(Excerpt from a dataset)
• • •
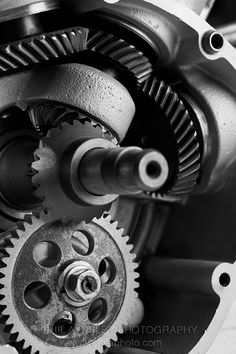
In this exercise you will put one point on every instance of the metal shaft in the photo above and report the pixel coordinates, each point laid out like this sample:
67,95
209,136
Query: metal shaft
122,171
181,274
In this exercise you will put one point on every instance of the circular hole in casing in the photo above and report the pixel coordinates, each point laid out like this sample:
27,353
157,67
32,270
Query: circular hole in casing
• • •
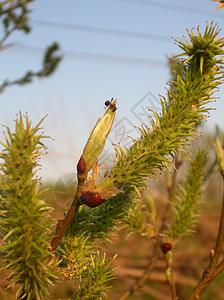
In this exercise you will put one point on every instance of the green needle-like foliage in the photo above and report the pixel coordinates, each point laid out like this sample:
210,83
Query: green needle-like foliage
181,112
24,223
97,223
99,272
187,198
• • •
What is required
Please output the lines of the data above exactly as they appear, starting with the line that contains "of the circular" and continuing through the line that contains "Query: circular hole in casing".

Answer in full
In this exercise you will put one point on every instance of the circular hole in casing in the photo above and report the pixel coordinates, each point laid out like this sample:
27,353
157,67
32,270
Query: circular hole in casing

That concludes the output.